Your answer must be an exact transcription of the data, with every picture omitted.

^^^^^^^^^^^^^^^^

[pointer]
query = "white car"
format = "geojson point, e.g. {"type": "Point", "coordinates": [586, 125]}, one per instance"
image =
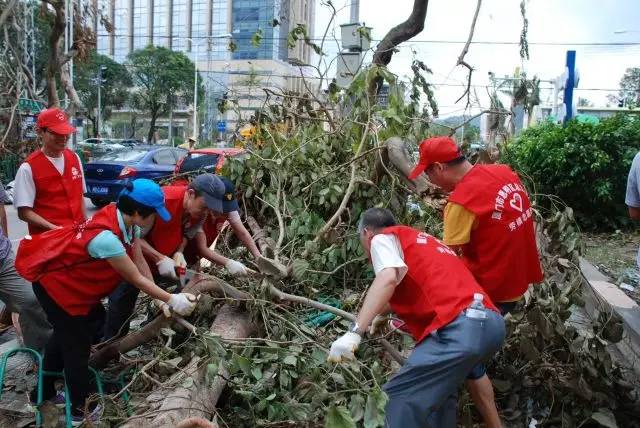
{"type": "Point", "coordinates": [9, 190]}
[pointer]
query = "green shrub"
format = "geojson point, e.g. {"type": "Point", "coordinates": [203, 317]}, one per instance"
{"type": "Point", "coordinates": [584, 164]}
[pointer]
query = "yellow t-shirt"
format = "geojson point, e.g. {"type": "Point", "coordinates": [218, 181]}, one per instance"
{"type": "Point", "coordinates": [458, 224]}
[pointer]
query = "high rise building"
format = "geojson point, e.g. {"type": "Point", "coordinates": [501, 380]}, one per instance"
{"type": "Point", "coordinates": [257, 30]}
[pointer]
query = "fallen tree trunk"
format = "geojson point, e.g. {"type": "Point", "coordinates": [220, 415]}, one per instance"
{"type": "Point", "coordinates": [113, 349]}
{"type": "Point", "coordinates": [199, 400]}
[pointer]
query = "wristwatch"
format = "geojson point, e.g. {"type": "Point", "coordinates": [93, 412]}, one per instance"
{"type": "Point", "coordinates": [355, 328]}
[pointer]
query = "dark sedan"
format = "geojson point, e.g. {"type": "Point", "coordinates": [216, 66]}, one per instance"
{"type": "Point", "coordinates": [107, 175]}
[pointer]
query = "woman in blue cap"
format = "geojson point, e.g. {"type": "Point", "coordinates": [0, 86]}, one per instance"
{"type": "Point", "coordinates": [74, 267]}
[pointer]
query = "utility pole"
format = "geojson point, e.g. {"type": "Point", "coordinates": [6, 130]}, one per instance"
{"type": "Point", "coordinates": [100, 81]}
{"type": "Point", "coordinates": [355, 10]}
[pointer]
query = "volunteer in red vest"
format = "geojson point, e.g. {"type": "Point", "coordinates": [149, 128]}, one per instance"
{"type": "Point", "coordinates": [449, 315]}
{"type": "Point", "coordinates": [74, 267]}
{"type": "Point", "coordinates": [488, 220]}
{"type": "Point", "coordinates": [199, 245]}
{"type": "Point", "coordinates": [49, 185]}
{"type": "Point", "coordinates": [162, 246]}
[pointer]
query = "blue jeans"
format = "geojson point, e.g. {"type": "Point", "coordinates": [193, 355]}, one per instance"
{"type": "Point", "coordinates": [481, 369]}
{"type": "Point", "coordinates": [424, 391]}
{"type": "Point", "coordinates": [122, 302]}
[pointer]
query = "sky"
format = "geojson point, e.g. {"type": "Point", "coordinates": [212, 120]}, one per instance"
{"type": "Point", "coordinates": [555, 26]}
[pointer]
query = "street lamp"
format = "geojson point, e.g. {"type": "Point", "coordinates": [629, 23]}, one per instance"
{"type": "Point", "coordinates": [195, 79]}
{"type": "Point", "coordinates": [99, 81]}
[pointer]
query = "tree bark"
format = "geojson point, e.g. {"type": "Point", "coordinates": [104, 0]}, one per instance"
{"type": "Point", "coordinates": [112, 350]}
{"type": "Point", "coordinates": [199, 400]}
{"type": "Point", "coordinates": [401, 33]}
{"type": "Point", "coordinates": [57, 30]}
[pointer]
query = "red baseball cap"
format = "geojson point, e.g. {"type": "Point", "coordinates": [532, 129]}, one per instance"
{"type": "Point", "coordinates": [435, 149]}
{"type": "Point", "coordinates": [56, 121]}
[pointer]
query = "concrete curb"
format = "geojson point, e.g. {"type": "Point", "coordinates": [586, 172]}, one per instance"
{"type": "Point", "coordinates": [602, 295]}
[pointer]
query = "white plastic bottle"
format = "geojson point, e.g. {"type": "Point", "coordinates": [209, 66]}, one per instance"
{"type": "Point", "coordinates": [477, 309]}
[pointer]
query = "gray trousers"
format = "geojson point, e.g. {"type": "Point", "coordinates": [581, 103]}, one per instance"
{"type": "Point", "coordinates": [17, 295]}
{"type": "Point", "coordinates": [424, 392]}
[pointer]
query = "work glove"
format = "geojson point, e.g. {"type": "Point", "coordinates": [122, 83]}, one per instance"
{"type": "Point", "coordinates": [344, 347]}
{"type": "Point", "coordinates": [179, 260]}
{"type": "Point", "coordinates": [167, 268]}
{"type": "Point", "coordinates": [379, 325]}
{"type": "Point", "coordinates": [181, 303]}
{"type": "Point", "coordinates": [236, 268]}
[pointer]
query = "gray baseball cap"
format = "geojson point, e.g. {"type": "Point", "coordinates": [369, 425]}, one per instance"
{"type": "Point", "coordinates": [212, 189]}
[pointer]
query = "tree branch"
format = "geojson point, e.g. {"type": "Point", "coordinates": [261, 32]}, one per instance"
{"type": "Point", "coordinates": [465, 49]}
{"type": "Point", "coordinates": [401, 33]}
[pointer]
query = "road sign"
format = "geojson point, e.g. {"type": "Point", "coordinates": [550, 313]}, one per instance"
{"type": "Point", "coordinates": [32, 106]}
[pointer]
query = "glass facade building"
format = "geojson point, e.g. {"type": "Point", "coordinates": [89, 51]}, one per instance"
{"type": "Point", "coordinates": [250, 16]}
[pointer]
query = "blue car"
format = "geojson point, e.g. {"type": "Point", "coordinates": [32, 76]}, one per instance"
{"type": "Point", "coordinates": [107, 175]}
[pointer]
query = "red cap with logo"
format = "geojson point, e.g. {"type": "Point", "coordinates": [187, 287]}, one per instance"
{"type": "Point", "coordinates": [56, 121]}
{"type": "Point", "coordinates": [435, 149]}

^^^^^^^^^^^^^^^^

(Exercise solution):
[pointer]
query = "white car"
format = "geojson point, e.g. {"type": "Point", "coordinates": [586, 125]}, one per instance"
image =
{"type": "Point", "coordinates": [9, 190]}
[pointer]
query = "green shrub"
format = "geojson point, e.g. {"type": "Point", "coordinates": [203, 317]}, one per instance"
{"type": "Point", "coordinates": [584, 164]}
[pointer]
query = "yellow t-shirt"
format = "geojson point, e.g. {"type": "Point", "coordinates": [218, 181]}, one per instance"
{"type": "Point", "coordinates": [458, 224]}
[pointer]
query = "high rise building"
format = "geojson point, e.g. {"type": "Point", "coordinates": [501, 380]}, one per instance"
{"type": "Point", "coordinates": [257, 30]}
[pointer]
query = "fallen tree trunk"
format = "geojson point, e.g. {"type": "Point", "coordinates": [220, 415]}, one per instance"
{"type": "Point", "coordinates": [113, 349]}
{"type": "Point", "coordinates": [199, 400]}
[pointer]
query = "wristwatch"
format = "geojson point, e.g. {"type": "Point", "coordinates": [93, 412]}, one per instance"
{"type": "Point", "coordinates": [355, 328]}
[pointer]
query = "dark sedan"
format = "geojson point, e.g. {"type": "Point", "coordinates": [216, 66]}, one per instance"
{"type": "Point", "coordinates": [107, 175]}
[pointer]
query = "woman in blue cap"
format = "geojson point, e.g. {"type": "Point", "coordinates": [0, 86]}, one per instance"
{"type": "Point", "coordinates": [74, 267]}
[pointer]
query = "utility pole"
format = "geojson point, e.g. {"type": "Point", "coordinates": [6, 130]}, one per instance"
{"type": "Point", "coordinates": [100, 81]}
{"type": "Point", "coordinates": [355, 10]}
[pointer]
query = "volunteer in red vest"
format = "geojson point, e.g. {"type": "Point", "coordinates": [149, 128]}, one per instance"
{"type": "Point", "coordinates": [449, 315]}
{"type": "Point", "coordinates": [74, 267]}
{"type": "Point", "coordinates": [488, 220]}
{"type": "Point", "coordinates": [199, 245]}
{"type": "Point", "coordinates": [49, 185]}
{"type": "Point", "coordinates": [162, 246]}
[pointer]
query = "blue jeans"
format = "geojson point, e.g. {"type": "Point", "coordinates": [193, 355]}, one per instance"
{"type": "Point", "coordinates": [481, 369]}
{"type": "Point", "coordinates": [424, 391]}
{"type": "Point", "coordinates": [122, 302]}
[pointer]
query = "sky"
format = "geojson point, e.g. {"type": "Point", "coordinates": [212, 120]}, one per instance"
{"type": "Point", "coordinates": [555, 26]}
[pointer]
query = "street lamp"
format = "geojson point, e.g. {"type": "Point", "coordinates": [629, 23]}, one per instance"
{"type": "Point", "coordinates": [195, 79]}
{"type": "Point", "coordinates": [99, 81]}
[pointer]
query = "tree bark"
format = "geojson point, e.g. {"type": "Point", "coordinates": [104, 0]}, one per instance"
{"type": "Point", "coordinates": [112, 350]}
{"type": "Point", "coordinates": [199, 400]}
{"type": "Point", "coordinates": [401, 33]}
{"type": "Point", "coordinates": [57, 30]}
[pointer]
query = "red baseball cap"
format = "geojson point, e.g. {"type": "Point", "coordinates": [532, 129]}, one per instance"
{"type": "Point", "coordinates": [435, 149]}
{"type": "Point", "coordinates": [56, 121]}
[pointer]
query = "concrete curb"
format = "geojson point, e.g. {"type": "Point", "coordinates": [586, 172]}, one per instance"
{"type": "Point", "coordinates": [602, 295]}
[pointer]
query = "white plastic bottle"
format = "geojson point, e.g. {"type": "Point", "coordinates": [209, 66]}, one per instance"
{"type": "Point", "coordinates": [477, 309]}
[pointer]
query = "gray trousers"
format = "geojson point, e.g. {"type": "Point", "coordinates": [581, 103]}, one per instance"
{"type": "Point", "coordinates": [17, 295]}
{"type": "Point", "coordinates": [424, 392]}
[pointer]
query = "work glove"
format = "geojson point, e.g. {"type": "Point", "coordinates": [122, 83]}, one per instance"
{"type": "Point", "coordinates": [344, 347]}
{"type": "Point", "coordinates": [179, 260]}
{"type": "Point", "coordinates": [167, 268]}
{"type": "Point", "coordinates": [379, 325]}
{"type": "Point", "coordinates": [181, 303]}
{"type": "Point", "coordinates": [236, 268]}
[pointer]
query = "gray baseball cap"
format = "geojson point, e.g. {"type": "Point", "coordinates": [369, 425]}, one per instance"
{"type": "Point", "coordinates": [212, 189]}
[pointer]
query = "tree branch"
format = "geojson point, e.g. {"type": "Point", "coordinates": [261, 32]}, one per instance"
{"type": "Point", "coordinates": [465, 49]}
{"type": "Point", "coordinates": [401, 33]}
[pointer]
query = "road sign"
format = "geojson point, e.g. {"type": "Point", "coordinates": [550, 313]}, one per instance"
{"type": "Point", "coordinates": [32, 106]}
[pointer]
query = "glass facade building"
format = "geojson point, e.g. {"type": "Point", "coordinates": [89, 51]}, one per instance"
{"type": "Point", "coordinates": [250, 16]}
[pointer]
query = "blue car"
format = "geojson point, e.g. {"type": "Point", "coordinates": [32, 76]}, one per instance"
{"type": "Point", "coordinates": [107, 175]}
[pointer]
query = "red cap with logo"
format = "geojson point, e.g. {"type": "Point", "coordinates": [187, 287]}, one per instance"
{"type": "Point", "coordinates": [56, 121]}
{"type": "Point", "coordinates": [435, 149]}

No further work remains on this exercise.